## Data provided

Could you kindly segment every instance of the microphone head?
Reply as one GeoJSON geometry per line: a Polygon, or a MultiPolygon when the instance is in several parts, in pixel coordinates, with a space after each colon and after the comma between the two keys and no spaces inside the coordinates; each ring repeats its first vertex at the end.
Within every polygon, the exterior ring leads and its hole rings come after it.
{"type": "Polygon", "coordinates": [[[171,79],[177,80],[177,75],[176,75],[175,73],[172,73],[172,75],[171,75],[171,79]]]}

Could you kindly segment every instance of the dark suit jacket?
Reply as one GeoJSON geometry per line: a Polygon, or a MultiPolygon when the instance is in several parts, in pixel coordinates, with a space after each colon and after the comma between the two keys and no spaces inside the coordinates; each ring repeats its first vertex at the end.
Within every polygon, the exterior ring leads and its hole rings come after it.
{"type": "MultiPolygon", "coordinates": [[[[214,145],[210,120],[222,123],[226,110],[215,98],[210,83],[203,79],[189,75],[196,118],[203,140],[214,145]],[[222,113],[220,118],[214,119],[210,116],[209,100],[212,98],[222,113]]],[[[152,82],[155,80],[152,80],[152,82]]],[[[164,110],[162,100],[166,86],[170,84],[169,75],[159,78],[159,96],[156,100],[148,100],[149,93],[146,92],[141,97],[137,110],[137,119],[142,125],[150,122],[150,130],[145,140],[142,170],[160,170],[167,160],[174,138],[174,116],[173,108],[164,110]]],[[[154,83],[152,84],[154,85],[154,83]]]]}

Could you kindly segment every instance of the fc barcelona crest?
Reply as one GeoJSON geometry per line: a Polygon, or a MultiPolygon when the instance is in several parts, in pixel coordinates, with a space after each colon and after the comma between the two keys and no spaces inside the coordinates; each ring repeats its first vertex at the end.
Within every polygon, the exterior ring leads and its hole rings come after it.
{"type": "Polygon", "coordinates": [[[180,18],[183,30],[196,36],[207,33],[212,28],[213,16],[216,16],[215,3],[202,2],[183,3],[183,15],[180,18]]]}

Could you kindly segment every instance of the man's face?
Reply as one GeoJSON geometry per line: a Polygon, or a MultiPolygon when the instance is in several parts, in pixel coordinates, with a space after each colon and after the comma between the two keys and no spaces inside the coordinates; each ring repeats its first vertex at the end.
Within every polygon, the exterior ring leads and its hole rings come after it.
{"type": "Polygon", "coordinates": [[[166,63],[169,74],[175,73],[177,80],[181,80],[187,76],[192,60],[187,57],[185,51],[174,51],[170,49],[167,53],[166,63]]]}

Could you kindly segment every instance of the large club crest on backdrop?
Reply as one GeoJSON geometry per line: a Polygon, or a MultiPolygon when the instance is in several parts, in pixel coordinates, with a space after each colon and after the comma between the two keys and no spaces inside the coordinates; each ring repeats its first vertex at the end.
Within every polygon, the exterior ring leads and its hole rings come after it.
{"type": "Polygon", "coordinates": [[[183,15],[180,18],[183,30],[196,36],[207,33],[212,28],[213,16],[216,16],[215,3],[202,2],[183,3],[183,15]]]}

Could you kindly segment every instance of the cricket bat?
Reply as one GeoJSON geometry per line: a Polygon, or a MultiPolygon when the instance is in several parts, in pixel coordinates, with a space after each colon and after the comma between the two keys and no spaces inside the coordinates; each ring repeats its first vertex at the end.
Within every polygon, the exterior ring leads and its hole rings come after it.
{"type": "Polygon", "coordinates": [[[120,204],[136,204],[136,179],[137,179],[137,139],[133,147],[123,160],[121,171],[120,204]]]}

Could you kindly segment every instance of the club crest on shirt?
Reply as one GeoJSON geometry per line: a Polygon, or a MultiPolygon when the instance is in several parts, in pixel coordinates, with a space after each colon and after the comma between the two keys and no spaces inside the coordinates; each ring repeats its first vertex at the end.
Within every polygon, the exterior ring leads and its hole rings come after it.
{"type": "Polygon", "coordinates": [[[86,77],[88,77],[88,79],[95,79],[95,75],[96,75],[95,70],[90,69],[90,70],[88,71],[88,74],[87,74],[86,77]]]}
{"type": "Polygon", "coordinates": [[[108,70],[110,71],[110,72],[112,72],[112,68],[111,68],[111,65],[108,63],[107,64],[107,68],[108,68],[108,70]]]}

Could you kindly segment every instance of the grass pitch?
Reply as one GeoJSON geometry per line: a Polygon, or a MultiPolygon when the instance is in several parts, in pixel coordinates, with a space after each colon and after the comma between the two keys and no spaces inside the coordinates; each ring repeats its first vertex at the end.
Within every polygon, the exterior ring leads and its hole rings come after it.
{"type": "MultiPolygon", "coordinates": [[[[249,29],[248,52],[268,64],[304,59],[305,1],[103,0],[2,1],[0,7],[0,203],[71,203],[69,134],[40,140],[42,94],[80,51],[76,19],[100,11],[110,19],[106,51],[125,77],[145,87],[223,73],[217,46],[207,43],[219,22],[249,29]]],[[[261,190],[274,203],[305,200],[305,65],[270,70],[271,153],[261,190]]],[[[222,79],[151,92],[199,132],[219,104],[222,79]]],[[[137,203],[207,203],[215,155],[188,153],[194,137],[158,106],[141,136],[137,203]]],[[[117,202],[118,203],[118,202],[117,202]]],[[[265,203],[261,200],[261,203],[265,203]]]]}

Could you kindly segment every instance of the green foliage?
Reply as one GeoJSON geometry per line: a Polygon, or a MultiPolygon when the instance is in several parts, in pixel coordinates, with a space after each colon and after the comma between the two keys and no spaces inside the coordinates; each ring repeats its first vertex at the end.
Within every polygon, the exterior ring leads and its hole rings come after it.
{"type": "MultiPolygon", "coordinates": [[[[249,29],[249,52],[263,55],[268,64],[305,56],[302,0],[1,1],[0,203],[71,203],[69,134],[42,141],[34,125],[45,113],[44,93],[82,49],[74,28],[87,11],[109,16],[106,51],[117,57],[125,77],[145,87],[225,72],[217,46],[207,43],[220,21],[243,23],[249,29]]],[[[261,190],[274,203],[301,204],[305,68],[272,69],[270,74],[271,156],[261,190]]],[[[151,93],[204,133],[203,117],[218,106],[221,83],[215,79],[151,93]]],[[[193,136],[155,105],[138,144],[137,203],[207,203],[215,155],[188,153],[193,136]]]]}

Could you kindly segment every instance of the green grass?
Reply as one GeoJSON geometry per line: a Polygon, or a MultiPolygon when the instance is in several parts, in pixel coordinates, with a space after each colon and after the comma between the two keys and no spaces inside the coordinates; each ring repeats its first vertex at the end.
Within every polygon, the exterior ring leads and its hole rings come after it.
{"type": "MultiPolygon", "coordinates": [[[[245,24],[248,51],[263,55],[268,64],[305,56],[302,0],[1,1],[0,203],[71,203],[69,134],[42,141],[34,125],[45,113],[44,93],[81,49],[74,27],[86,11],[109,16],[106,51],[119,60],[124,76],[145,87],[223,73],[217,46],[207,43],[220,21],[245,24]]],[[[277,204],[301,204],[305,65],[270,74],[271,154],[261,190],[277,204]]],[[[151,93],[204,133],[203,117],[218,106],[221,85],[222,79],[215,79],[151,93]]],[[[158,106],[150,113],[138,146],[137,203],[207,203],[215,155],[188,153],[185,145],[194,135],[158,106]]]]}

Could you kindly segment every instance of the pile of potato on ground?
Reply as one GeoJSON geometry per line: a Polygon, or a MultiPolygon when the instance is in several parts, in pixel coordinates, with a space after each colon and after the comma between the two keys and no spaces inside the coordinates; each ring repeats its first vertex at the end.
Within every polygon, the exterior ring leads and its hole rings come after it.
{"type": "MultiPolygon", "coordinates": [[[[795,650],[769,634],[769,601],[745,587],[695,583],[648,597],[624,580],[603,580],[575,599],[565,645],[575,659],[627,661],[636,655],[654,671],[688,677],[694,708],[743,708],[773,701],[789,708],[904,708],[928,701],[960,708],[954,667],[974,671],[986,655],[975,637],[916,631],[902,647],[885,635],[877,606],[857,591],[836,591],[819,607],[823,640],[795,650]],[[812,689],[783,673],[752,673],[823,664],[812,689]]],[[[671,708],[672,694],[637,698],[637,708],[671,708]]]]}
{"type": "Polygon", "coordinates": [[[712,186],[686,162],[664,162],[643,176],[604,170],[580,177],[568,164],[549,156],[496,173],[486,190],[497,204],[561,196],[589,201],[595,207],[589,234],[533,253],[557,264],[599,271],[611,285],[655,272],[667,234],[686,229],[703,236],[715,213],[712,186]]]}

## Exercise instructions
Edit the data from the line with "Could you kindly segment every instance of the green grass?" through the end of the data, putting "heap" in place of "pile" and changing nothing else.

## Task response
Could you kindly segment every instance of the green grass?
Reply as one GeoJSON geometry per line: a Polygon, or a MultiPolygon when the instance is in several parts, in pixel coordinates, with a space after each colon and after the comma between the two keys and no spaces inside the coordinates; each ring repeats its first vertex at the end.
Within every polygon, the exterior ring leads and its hole rings come after it.
{"type": "MultiPolygon", "coordinates": [[[[245,24],[248,51],[263,55],[268,64],[305,56],[302,0],[1,1],[0,203],[71,203],[69,134],[42,141],[34,125],[45,113],[44,93],[81,49],[74,27],[86,11],[109,16],[106,51],[119,60],[124,76],[145,87],[223,73],[217,46],[207,43],[220,21],[245,24]]],[[[277,204],[301,204],[305,65],[270,74],[271,154],[261,190],[277,204]]],[[[151,93],[204,133],[203,117],[218,106],[221,85],[222,79],[215,79],[151,93]]],[[[158,106],[150,113],[138,146],[137,203],[207,203],[215,155],[188,153],[185,145],[194,135],[158,106]]]]}

Could you kindly segment every instance of the heap of potato on ground?
Reply as one GeoJSON geometry per line: a Polygon, or a MultiPolygon when the instance is in several parts, in pixel coordinates, with a space after each colon and after the comma between the two keys and no spaces inside the coordinates; each ring repeats its first vertex at the end.
Within every polygon, the exterior ring leads and its hole rings come after it.
{"type": "MultiPolygon", "coordinates": [[[[795,650],[769,634],[769,601],[745,587],[695,583],[648,597],[624,580],[603,580],[575,599],[565,645],[575,659],[627,661],[636,655],[654,671],[688,677],[694,708],[743,708],[773,701],[789,708],[904,708],[928,701],[960,708],[954,667],[974,671],[986,655],[975,637],[916,631],[902,647],[885,635],[877,606],[857,591],[836,591],[819,607],[823,640],[795,650]],[[812,689],[783,673],[752,673],[823,664],[812,689]]],[[[671,708],[672,694],[637,698],[637,708],[671,708]]]]}
{"type": "Polygon", "coordinates": [[[712,186],[686,162],[664,162],[643,176],[604,170],[580,177],[568,164],[549,156],[496,173],[486,190],[497,204],[561,196],[589,201],[595,207],[589,234],[533,253],[557,264],[599,271],[611,285],[655,272],[667,234],[686,229],[703,236],[715,213],[712,186]]]}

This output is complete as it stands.